Dataset entries
▬▬▬

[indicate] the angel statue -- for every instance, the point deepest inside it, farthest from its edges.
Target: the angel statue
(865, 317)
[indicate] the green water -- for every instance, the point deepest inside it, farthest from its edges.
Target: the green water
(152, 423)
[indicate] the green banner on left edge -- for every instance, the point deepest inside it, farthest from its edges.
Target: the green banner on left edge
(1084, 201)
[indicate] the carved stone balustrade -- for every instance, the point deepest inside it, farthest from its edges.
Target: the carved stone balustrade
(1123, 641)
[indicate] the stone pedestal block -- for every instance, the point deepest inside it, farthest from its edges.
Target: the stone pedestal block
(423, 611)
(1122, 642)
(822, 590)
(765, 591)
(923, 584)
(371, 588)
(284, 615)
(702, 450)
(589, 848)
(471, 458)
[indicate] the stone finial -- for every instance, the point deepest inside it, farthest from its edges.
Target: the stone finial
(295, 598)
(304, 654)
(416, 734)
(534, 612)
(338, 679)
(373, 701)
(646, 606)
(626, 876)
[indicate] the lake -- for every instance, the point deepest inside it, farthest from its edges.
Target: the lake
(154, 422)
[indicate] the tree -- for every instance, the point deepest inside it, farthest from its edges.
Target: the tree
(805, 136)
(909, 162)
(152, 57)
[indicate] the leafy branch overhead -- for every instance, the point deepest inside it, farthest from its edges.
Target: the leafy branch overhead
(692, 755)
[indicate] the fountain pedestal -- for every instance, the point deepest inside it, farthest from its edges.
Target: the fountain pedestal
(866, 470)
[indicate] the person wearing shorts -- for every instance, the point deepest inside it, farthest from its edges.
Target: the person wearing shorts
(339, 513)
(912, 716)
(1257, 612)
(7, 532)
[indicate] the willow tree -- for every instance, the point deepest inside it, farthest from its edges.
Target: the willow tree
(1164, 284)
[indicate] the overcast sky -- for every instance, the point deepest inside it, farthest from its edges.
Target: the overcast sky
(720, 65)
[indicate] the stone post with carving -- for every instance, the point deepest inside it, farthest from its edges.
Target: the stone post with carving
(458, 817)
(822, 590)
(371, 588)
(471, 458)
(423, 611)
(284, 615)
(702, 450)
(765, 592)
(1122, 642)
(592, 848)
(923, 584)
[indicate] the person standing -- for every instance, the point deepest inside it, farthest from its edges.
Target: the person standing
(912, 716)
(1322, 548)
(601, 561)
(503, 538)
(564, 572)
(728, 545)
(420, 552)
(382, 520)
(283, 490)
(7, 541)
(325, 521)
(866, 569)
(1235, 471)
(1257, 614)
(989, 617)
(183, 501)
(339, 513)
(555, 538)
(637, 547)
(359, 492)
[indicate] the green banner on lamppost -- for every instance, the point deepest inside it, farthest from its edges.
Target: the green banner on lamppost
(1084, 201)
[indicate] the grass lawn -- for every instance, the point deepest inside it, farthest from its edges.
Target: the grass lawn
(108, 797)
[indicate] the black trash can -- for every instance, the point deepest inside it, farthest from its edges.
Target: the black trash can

▬▬▬

# YOUR TASK:
Before answering, check every line of the records for the string "black", then state how many lines have it, with the number only.

# WORKED SOLUTION:
2